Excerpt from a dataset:

══════

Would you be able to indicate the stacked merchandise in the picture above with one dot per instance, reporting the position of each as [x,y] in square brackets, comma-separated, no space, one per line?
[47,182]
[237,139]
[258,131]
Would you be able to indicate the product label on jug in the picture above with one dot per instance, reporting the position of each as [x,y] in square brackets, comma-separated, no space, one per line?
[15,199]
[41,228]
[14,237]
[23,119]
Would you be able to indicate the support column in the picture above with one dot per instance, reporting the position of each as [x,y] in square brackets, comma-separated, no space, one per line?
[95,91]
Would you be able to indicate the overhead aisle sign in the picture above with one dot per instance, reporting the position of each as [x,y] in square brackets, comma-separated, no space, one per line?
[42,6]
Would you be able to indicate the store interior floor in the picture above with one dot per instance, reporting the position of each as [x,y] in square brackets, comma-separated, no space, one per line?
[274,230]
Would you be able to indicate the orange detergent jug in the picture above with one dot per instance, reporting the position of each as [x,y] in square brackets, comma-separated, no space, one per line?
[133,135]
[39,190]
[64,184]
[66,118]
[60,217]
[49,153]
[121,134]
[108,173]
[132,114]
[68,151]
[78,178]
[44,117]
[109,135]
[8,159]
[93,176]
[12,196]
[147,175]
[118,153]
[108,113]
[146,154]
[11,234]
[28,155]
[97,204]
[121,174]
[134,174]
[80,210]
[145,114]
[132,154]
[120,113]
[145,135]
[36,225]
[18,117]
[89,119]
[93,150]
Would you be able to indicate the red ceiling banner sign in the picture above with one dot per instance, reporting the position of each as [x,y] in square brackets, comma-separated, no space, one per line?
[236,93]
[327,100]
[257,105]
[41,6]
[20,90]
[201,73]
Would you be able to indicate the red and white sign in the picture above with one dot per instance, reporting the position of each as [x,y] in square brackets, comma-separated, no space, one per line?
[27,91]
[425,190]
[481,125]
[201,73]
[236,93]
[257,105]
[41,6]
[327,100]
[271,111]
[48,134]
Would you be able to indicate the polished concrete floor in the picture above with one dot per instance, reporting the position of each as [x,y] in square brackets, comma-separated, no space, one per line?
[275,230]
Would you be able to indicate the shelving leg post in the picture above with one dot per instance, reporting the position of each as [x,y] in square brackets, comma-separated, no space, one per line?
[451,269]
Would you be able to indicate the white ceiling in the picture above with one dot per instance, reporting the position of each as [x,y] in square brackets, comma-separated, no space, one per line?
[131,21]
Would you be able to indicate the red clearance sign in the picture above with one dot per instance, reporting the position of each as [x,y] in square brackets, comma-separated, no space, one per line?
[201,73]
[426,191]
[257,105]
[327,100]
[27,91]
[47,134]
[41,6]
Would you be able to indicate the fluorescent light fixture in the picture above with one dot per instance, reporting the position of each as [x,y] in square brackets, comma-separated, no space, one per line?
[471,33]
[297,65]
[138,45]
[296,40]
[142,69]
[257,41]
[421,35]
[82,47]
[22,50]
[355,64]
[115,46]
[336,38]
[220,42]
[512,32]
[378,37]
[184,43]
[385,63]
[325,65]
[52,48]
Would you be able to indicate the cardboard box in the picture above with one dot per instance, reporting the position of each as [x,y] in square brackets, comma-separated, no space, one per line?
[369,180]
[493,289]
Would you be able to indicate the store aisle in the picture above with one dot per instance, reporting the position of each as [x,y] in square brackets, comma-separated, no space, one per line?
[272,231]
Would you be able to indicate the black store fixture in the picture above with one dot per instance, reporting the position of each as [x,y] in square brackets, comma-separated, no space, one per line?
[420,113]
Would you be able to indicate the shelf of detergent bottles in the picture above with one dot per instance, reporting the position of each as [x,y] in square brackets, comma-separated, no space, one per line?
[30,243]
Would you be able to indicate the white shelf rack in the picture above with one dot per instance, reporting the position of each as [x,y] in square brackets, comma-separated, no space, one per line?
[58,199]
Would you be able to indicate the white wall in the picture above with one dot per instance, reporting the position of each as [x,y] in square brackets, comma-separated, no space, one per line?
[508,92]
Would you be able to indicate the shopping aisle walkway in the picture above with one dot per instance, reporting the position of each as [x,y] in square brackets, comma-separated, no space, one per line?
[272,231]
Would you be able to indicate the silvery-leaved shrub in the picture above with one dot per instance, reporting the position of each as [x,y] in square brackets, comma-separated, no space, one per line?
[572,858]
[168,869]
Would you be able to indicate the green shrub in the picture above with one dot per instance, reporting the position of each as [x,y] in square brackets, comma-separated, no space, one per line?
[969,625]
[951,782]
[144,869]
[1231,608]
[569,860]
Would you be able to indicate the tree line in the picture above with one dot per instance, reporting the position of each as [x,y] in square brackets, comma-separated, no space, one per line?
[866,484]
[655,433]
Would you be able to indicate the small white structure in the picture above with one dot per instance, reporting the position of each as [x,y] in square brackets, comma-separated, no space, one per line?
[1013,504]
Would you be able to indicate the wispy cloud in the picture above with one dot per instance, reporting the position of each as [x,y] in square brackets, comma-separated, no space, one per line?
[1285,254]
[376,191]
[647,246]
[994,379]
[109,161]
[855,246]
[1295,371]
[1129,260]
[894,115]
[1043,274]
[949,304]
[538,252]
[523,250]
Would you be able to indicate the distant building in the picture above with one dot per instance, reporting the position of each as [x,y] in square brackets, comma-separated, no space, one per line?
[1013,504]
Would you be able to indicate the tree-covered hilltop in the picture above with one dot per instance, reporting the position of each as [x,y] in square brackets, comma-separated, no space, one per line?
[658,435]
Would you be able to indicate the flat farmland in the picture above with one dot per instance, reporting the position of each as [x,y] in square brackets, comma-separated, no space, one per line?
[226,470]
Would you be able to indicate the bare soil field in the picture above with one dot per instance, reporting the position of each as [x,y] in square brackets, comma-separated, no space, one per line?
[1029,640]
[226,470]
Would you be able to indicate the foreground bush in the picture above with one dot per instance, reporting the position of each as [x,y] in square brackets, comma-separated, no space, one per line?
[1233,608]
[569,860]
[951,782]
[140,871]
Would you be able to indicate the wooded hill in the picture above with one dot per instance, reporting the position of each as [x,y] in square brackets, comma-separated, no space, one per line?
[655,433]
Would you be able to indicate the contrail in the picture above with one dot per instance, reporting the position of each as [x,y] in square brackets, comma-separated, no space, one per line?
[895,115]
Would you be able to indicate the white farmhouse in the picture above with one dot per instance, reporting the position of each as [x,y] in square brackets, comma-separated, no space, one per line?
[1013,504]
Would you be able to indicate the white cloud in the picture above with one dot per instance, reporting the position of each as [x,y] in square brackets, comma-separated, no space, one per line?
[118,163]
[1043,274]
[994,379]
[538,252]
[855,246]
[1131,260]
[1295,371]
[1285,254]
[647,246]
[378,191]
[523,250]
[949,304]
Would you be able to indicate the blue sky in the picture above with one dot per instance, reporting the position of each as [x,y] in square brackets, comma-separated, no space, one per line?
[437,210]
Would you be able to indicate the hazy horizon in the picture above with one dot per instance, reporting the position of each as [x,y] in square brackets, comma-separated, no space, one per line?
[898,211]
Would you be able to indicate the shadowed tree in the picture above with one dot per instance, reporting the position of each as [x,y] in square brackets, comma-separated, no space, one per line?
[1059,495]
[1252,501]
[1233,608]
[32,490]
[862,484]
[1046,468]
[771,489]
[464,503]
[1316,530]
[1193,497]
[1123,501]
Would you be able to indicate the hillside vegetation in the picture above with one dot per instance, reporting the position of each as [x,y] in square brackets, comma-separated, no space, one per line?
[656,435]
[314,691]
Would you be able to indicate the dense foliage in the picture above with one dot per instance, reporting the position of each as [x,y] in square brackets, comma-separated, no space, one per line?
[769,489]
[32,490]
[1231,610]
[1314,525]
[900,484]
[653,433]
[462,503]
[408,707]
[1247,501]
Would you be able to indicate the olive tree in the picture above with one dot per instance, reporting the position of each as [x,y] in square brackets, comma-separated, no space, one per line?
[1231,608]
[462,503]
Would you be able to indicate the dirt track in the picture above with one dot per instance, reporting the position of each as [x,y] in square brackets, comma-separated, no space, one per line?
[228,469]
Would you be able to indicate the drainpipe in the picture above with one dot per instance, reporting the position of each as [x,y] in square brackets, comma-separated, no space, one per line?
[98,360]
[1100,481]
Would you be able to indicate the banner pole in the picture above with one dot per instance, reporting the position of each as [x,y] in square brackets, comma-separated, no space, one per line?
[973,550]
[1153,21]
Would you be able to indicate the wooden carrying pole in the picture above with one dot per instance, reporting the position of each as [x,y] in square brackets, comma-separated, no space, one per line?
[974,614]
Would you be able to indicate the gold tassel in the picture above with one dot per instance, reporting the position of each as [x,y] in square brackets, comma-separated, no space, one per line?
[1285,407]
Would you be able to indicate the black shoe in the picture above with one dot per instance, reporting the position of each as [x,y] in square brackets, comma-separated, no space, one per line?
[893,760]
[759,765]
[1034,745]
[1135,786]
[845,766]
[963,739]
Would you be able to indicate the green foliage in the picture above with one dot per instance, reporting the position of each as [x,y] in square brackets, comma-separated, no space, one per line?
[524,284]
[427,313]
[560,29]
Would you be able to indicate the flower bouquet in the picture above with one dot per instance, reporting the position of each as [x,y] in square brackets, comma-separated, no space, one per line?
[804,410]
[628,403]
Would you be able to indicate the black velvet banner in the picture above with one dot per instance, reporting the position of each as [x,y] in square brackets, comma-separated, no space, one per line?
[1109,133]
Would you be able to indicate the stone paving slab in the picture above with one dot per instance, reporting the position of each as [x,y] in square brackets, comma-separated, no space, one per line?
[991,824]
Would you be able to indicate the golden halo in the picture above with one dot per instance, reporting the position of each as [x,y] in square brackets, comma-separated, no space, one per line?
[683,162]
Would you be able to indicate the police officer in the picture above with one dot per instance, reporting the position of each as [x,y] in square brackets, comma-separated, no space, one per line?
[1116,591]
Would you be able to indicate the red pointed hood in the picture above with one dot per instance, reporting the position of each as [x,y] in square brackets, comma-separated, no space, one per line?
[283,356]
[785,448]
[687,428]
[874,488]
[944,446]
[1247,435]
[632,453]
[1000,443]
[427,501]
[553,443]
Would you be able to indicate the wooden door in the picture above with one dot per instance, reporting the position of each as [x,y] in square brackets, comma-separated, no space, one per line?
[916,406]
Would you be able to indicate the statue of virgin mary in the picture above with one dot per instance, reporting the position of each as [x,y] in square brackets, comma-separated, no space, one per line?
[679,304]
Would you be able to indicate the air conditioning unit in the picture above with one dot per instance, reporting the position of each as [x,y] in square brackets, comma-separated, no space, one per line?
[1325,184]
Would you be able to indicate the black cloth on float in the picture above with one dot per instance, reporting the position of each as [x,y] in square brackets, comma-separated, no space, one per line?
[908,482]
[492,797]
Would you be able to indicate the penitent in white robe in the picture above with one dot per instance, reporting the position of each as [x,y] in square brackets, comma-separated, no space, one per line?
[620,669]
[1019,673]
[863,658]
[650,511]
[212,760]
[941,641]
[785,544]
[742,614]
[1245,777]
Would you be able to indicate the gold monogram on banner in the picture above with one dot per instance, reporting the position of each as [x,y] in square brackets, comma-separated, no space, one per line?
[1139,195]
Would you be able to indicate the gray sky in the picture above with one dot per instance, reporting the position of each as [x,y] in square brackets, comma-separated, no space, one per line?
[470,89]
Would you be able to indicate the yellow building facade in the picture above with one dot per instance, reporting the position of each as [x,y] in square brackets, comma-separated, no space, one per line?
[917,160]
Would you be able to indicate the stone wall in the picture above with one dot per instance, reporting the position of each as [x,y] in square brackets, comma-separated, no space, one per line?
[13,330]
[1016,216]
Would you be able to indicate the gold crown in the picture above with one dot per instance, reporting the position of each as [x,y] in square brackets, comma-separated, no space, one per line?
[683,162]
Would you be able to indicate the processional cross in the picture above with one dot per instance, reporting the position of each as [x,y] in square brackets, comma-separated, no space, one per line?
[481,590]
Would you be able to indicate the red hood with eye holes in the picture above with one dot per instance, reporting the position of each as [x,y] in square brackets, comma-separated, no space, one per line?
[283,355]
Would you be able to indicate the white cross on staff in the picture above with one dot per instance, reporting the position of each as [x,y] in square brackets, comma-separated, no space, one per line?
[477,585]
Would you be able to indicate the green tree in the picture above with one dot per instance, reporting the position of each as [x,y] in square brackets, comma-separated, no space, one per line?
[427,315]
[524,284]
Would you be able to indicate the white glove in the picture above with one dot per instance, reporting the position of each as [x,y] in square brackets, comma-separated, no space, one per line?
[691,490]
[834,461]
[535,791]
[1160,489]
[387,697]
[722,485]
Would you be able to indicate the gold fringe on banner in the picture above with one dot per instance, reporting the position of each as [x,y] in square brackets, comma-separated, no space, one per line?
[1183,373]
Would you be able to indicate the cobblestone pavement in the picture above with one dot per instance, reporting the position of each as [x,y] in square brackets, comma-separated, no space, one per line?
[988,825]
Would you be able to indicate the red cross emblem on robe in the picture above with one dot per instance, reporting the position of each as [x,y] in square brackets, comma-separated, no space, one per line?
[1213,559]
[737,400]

══════

Repeat exactly the lines from the one containing "Would you be able to indicate the white glove" through the last line of the records above, both included, and nothing else.

_The response_:
Would you be able to indicate the white glove in the picture above with one dot per instance, reporting the position of each as [x,y] in square brackets, comma-separated, no space, one per line?
[691,490]
[834,461]
[535,791]
[1160,489]
[387,697]
[722,485]
Would you be able to indicate the gold fringe on banner in the picture above with one dot per instance, reporting the position of each as [x,y] in square brackets, comma-separated, no space, one per line?
[1183,373]
Would you be able to indicate the cobblestone pavement in the picture above with one dot per instance, reporting the position of each as [x,y] in square brackets, comma-separated, no space, one per line?
[988,825]
Would you be able to indicate the red cross emblem on robe in the picture above with one dot per instance, reporting the position of each as [x,y] in square brackets, comma-separated, no space, one per line?
[1213,559]
[737,400]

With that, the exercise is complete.